Copy verbatim the block of lines in the entries below whose first line contains "Query: red fabric" and whose last line contains "find yellow reflective". Leave out all other lines.

◇ ◇ ◇

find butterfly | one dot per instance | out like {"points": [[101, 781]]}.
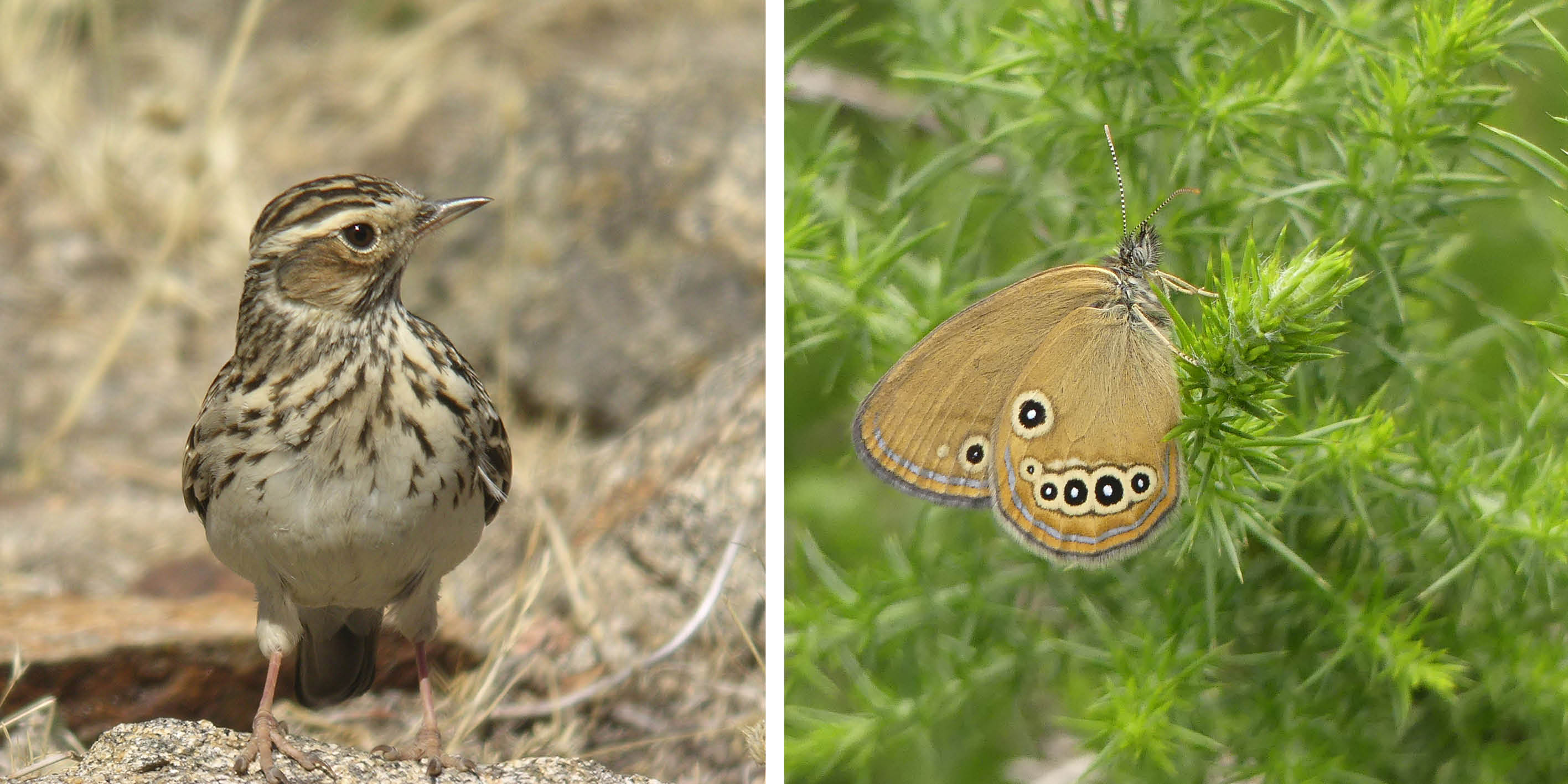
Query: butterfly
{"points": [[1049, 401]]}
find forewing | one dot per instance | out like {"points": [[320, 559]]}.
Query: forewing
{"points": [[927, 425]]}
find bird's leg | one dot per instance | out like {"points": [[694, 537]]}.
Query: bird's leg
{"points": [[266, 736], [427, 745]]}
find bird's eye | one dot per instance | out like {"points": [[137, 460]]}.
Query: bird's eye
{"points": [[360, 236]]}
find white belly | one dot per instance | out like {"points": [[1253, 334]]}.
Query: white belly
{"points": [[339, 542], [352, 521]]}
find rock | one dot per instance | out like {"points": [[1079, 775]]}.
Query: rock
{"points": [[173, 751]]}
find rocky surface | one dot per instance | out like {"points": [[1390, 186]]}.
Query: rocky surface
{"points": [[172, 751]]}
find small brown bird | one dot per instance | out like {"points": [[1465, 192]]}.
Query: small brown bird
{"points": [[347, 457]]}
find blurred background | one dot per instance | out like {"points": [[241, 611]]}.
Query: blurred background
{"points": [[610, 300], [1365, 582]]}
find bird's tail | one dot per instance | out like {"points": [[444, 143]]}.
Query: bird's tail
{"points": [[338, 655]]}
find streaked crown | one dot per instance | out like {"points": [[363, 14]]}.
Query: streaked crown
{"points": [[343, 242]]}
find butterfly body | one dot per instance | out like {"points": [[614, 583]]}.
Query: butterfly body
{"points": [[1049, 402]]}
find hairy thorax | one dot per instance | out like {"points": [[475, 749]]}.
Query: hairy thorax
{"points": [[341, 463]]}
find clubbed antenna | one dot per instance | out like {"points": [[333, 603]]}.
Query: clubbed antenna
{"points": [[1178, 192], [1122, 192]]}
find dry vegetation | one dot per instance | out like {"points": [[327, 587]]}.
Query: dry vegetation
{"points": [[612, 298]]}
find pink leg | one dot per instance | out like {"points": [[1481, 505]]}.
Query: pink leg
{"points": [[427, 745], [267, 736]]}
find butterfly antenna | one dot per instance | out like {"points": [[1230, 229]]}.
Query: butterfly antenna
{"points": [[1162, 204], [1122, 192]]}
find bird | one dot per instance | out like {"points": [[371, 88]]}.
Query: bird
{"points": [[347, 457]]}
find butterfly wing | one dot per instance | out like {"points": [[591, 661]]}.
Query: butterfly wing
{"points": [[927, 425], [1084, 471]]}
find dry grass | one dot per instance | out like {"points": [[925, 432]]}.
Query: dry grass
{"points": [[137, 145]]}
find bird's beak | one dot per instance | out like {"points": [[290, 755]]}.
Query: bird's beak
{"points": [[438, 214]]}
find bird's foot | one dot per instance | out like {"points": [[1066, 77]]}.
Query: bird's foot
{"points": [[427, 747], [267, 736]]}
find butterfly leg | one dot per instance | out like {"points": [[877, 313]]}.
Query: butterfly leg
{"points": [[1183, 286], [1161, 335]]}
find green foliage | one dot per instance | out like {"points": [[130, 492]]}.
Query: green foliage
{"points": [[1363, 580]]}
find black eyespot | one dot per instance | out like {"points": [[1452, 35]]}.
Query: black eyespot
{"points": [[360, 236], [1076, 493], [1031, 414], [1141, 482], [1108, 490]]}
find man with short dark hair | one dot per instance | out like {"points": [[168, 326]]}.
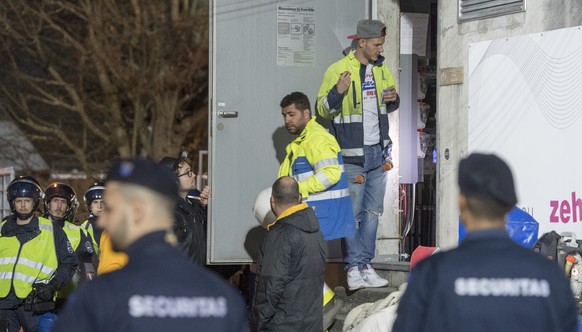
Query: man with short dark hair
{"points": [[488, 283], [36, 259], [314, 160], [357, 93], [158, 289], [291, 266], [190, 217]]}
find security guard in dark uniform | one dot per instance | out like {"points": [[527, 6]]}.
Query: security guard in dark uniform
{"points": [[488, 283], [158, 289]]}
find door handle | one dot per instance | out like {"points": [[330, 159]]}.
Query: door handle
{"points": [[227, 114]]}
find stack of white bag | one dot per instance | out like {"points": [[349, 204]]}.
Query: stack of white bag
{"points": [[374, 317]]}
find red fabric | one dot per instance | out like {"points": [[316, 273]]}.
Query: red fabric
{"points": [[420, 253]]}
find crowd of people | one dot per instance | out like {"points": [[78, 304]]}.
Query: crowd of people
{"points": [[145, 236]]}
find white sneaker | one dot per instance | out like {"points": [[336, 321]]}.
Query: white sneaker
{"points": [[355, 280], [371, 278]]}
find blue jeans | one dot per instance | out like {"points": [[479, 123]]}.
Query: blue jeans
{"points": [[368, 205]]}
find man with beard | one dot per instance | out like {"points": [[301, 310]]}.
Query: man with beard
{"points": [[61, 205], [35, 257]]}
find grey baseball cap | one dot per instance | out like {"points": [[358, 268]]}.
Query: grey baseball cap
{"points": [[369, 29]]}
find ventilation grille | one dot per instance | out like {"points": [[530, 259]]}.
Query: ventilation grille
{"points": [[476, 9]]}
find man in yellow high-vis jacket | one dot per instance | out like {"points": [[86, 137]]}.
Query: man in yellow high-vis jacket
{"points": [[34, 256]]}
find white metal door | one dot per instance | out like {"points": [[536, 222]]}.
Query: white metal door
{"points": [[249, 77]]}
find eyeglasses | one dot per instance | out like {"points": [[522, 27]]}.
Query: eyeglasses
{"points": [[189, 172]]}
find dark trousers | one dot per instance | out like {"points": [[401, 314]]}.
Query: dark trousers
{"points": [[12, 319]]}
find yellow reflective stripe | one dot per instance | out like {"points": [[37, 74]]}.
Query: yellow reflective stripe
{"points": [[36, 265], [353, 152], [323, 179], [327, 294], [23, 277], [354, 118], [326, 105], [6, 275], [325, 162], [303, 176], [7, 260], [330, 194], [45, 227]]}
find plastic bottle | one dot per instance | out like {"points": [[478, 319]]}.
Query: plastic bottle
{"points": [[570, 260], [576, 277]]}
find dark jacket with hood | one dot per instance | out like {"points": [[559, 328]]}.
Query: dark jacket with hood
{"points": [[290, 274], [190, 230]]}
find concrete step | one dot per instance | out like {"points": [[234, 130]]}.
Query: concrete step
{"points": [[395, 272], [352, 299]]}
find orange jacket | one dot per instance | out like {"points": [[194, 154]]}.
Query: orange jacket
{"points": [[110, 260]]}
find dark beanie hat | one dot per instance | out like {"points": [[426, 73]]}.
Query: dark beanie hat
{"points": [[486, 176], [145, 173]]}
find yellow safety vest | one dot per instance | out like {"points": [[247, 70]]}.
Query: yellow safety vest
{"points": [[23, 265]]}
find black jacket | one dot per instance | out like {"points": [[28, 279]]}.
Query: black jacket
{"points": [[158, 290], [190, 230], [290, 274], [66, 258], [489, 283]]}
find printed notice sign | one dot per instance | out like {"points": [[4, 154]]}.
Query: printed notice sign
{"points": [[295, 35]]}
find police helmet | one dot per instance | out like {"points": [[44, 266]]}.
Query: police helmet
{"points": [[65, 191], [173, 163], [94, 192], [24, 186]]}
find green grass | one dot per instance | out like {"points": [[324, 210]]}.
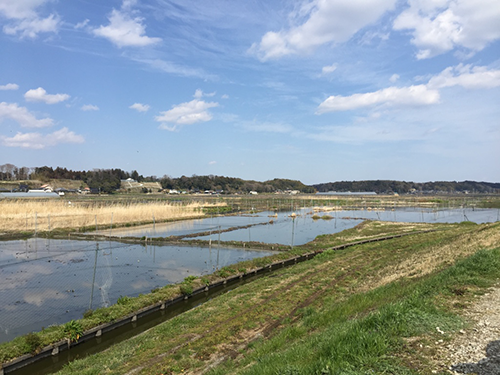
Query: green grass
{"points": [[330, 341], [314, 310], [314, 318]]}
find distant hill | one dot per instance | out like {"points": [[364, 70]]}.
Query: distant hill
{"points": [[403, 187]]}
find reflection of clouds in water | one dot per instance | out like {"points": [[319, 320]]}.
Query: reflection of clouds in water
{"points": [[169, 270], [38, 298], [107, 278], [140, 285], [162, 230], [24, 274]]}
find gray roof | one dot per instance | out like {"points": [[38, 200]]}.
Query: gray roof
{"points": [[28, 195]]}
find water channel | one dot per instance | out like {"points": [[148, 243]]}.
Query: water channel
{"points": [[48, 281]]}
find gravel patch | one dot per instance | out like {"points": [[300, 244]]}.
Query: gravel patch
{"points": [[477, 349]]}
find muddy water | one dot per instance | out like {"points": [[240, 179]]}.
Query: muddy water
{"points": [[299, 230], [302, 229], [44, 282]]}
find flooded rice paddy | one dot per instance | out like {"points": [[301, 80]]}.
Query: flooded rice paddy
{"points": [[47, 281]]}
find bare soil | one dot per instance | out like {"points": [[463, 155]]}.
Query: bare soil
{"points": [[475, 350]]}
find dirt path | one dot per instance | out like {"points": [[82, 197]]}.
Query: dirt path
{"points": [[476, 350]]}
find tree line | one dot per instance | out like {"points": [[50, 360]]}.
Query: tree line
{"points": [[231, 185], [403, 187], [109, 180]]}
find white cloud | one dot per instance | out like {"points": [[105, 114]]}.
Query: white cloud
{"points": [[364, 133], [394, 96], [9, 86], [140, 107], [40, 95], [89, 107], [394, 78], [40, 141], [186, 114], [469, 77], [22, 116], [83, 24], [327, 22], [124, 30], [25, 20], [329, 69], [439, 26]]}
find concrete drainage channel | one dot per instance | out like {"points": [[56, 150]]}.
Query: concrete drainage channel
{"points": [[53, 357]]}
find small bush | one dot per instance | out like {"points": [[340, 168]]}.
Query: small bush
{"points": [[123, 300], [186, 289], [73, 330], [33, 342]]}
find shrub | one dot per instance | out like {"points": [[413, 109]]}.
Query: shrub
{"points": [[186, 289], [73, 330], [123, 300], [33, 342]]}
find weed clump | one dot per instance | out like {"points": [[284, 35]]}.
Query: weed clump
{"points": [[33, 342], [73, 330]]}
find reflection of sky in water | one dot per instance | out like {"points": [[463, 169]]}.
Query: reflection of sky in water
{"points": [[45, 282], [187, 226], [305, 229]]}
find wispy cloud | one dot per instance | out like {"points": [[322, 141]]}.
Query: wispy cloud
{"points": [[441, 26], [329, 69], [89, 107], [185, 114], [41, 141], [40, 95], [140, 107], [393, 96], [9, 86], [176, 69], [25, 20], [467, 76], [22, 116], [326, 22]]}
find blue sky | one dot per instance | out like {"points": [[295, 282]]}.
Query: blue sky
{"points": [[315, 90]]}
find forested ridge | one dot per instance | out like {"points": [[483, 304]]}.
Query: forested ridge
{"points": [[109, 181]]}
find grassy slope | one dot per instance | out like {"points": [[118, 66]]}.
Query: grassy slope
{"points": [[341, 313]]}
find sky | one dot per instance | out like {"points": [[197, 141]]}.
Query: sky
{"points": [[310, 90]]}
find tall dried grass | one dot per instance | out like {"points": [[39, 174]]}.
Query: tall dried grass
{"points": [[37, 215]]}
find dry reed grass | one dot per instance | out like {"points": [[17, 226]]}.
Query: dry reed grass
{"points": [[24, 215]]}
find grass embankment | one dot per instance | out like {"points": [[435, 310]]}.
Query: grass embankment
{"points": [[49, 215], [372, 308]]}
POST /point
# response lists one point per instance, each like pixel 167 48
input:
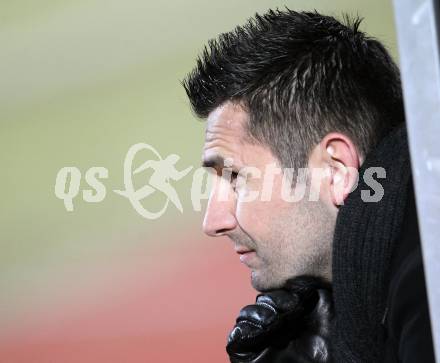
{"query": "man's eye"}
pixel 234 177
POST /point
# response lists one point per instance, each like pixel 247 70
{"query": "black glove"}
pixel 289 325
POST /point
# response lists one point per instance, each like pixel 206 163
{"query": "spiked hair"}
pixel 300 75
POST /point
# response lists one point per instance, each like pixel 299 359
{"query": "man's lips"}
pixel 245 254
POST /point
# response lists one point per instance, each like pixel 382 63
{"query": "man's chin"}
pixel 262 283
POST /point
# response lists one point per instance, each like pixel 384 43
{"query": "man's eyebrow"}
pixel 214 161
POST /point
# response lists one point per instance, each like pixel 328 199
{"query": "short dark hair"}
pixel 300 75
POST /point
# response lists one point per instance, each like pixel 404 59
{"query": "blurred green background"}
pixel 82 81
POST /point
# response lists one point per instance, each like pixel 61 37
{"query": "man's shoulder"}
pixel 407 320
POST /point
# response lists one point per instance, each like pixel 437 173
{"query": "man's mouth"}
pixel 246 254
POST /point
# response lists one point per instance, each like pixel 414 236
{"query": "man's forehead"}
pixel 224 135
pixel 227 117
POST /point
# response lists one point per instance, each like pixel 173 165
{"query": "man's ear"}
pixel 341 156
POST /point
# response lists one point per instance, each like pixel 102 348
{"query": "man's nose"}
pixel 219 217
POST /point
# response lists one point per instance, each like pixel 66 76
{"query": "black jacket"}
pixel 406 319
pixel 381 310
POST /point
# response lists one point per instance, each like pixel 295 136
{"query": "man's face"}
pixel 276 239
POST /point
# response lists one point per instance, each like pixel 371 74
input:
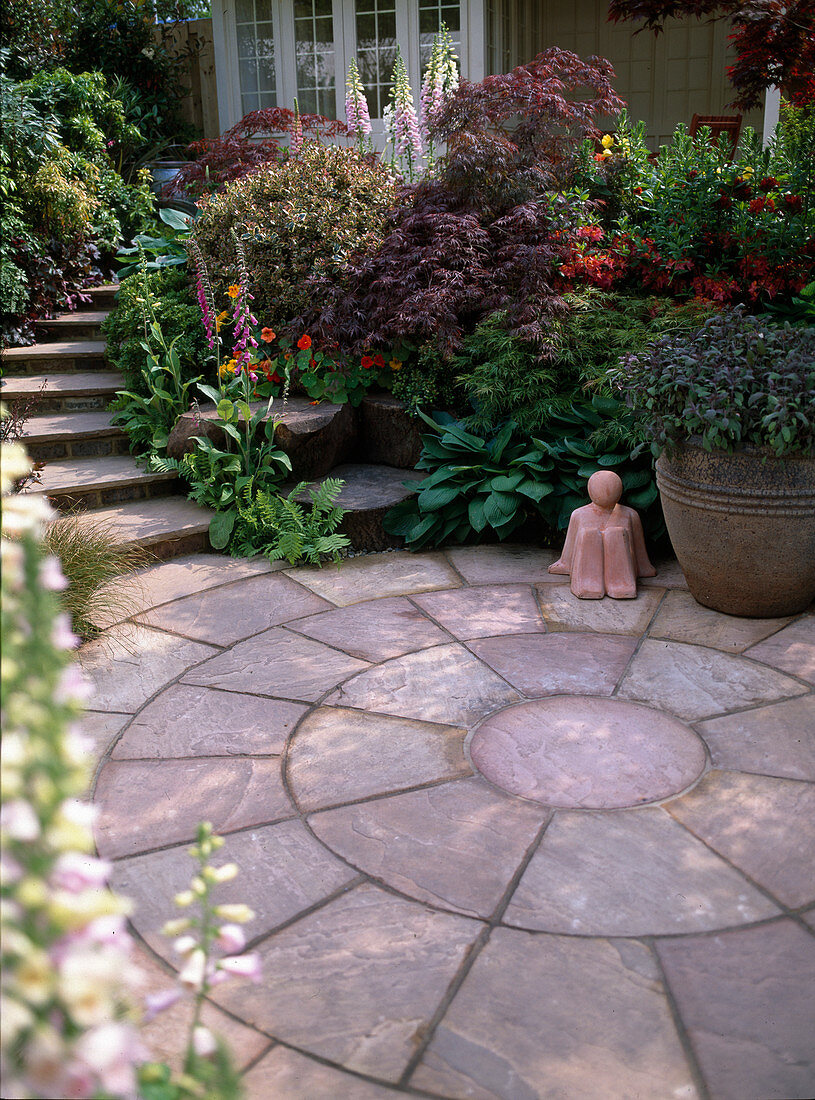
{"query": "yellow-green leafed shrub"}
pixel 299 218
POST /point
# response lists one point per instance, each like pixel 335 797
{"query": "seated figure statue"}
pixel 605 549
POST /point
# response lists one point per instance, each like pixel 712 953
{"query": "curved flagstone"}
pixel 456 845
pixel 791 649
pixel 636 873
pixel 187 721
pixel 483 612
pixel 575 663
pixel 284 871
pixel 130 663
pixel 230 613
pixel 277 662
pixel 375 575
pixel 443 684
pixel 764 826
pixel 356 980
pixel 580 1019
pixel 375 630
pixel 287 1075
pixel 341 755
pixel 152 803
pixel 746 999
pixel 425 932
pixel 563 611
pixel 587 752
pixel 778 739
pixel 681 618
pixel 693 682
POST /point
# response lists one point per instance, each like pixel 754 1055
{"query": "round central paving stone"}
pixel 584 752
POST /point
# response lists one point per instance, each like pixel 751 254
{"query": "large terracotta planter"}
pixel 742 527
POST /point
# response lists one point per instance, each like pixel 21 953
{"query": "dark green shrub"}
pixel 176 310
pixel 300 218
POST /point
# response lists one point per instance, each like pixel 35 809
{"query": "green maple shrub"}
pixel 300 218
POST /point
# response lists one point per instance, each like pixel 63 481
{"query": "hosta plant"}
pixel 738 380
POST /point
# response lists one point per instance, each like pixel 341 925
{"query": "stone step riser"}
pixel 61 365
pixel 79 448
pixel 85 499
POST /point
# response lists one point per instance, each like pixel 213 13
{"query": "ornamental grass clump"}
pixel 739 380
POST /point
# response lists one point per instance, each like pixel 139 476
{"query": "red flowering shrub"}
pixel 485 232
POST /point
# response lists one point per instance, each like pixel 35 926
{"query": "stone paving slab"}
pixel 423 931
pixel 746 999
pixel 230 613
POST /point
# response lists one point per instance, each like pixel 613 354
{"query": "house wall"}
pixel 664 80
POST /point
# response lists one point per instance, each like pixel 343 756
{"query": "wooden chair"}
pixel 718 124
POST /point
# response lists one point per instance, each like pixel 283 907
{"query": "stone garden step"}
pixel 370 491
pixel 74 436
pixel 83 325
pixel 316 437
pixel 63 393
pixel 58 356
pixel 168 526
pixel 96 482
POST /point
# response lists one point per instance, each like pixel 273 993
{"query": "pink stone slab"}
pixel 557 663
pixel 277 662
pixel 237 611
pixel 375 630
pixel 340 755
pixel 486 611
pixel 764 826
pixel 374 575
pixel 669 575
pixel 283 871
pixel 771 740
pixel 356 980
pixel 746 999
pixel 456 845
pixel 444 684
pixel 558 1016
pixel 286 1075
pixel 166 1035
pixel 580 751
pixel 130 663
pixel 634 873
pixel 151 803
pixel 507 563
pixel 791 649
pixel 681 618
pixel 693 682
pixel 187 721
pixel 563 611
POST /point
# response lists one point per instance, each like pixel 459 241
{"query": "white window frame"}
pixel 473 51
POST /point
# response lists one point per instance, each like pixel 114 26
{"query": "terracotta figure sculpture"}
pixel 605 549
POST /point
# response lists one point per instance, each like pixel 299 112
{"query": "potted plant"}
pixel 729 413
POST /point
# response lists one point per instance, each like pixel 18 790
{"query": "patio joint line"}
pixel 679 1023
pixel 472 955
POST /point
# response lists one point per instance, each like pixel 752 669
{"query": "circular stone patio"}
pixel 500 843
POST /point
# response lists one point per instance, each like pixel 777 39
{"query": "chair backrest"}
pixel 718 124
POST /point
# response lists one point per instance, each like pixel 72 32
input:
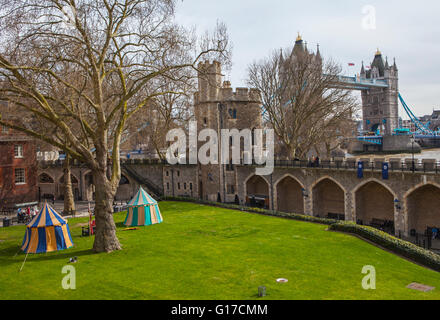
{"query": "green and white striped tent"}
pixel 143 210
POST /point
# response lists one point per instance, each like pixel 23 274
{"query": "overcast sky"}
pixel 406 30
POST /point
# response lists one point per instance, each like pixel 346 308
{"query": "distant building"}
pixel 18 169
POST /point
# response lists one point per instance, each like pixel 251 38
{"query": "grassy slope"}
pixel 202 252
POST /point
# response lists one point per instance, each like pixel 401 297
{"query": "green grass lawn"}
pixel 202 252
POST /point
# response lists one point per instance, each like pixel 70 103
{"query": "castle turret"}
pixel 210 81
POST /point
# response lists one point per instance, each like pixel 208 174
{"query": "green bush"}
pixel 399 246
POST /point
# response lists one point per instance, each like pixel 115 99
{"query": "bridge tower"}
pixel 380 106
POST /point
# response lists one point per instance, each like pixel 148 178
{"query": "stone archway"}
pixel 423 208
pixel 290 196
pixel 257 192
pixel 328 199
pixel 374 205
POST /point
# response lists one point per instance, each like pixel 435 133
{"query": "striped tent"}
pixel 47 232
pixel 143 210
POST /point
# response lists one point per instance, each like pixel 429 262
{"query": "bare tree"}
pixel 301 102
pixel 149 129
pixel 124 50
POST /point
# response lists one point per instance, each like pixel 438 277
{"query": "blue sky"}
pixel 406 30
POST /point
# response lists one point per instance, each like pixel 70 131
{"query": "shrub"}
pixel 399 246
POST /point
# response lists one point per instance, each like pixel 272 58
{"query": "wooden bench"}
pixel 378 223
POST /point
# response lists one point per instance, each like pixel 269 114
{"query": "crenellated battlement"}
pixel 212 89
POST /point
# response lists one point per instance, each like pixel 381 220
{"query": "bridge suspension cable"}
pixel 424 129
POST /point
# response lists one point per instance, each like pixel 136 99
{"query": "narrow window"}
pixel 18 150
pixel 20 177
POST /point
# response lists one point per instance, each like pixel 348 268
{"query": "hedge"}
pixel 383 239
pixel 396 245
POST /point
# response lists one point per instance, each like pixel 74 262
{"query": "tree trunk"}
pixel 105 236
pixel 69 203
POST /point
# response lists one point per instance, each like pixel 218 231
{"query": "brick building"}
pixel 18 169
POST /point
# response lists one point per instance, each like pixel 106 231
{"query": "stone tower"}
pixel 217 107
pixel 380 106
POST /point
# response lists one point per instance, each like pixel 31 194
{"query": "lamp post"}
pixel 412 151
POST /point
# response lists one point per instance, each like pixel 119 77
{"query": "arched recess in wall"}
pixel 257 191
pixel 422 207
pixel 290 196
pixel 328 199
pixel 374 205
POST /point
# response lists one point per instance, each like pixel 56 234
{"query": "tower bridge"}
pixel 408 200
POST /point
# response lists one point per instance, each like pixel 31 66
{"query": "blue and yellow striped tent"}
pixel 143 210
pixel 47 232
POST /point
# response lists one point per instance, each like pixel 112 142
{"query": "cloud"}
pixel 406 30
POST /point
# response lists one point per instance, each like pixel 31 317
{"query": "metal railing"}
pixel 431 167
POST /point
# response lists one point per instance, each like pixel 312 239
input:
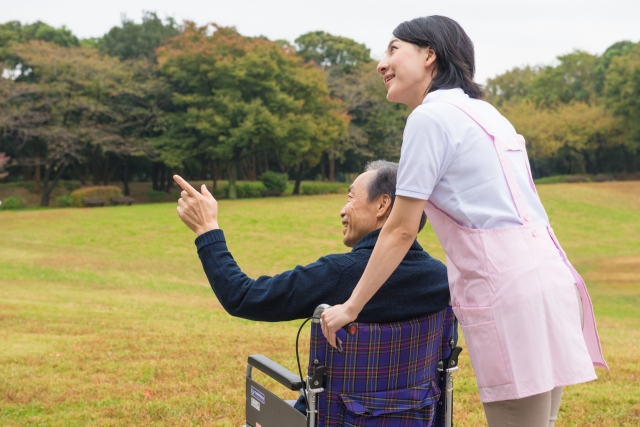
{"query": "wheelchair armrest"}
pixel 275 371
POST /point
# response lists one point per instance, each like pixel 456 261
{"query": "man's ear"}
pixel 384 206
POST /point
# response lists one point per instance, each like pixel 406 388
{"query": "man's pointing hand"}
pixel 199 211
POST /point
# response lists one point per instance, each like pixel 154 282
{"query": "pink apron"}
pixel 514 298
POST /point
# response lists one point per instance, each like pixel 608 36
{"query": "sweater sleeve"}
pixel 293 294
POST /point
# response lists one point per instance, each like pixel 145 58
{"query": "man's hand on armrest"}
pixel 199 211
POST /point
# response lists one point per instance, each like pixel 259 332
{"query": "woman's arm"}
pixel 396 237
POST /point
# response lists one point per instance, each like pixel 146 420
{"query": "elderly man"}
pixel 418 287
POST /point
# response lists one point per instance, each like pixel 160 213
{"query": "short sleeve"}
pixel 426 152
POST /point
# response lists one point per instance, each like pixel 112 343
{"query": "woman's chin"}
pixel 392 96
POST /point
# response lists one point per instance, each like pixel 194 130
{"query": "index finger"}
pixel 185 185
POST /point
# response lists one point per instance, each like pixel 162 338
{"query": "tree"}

◇ ◇ ◇

**Solution below**
Query: red fabric
{"points": [[420, 253]]}
find crowd of people | one dot per instance | out like {"points": [[78, 304]]}.
Query: crowd of people
{"points": [[145, 236]]}
find white sneaker | one dot per instance | out like {"points": [[336, 321]]}.
Query: white sneaker
{"points": [[355, 280], [371, 278]]}
find blue jeans | one dot per instance | out like {"points": [[479, 123]]}.
Query: blue jeans
{"points": [[368, 205]]}
find man with beard | one dot per instance | out like {"points": [[301, 310]]}.
Query: man with beard
{"points": [[61, 205], [35, 257]]}
find grey baseball cap | one dot per instance | out like {"points": [[358, 268]]}.
Query: grey baseball cap
{"points": [[369, 29]]}
find ventilation grille | one dot per instance | out like {"points": [[530, 259]]}.
Query: ventilation grille
{"points": [[476, 9]]}
find man in yellow high-vis jacket | one dot per instance | out like {"points": [[86, 137]]}.
Query: man in yellow high-vis jacket
{"points": [[34, 256]]}
find white metal door | one dot per instance | out like {"points": [[536, 222]]}.
Query: white metal door
{"points": [[249, 77]]}
find eyeglasses | one dot per instance | out like {"points": [[522, 27]]}.
Query: eyeglasses
{"points": [[189, 172]]}
find dark trousers | one dot per instance | out like {"points": [[401, 314]]}.
Query: dark trousers
{"points": [[12, 319]]}
find yellow reflective stripe | one dot per instance | out like {"points": [[37, 74]]}.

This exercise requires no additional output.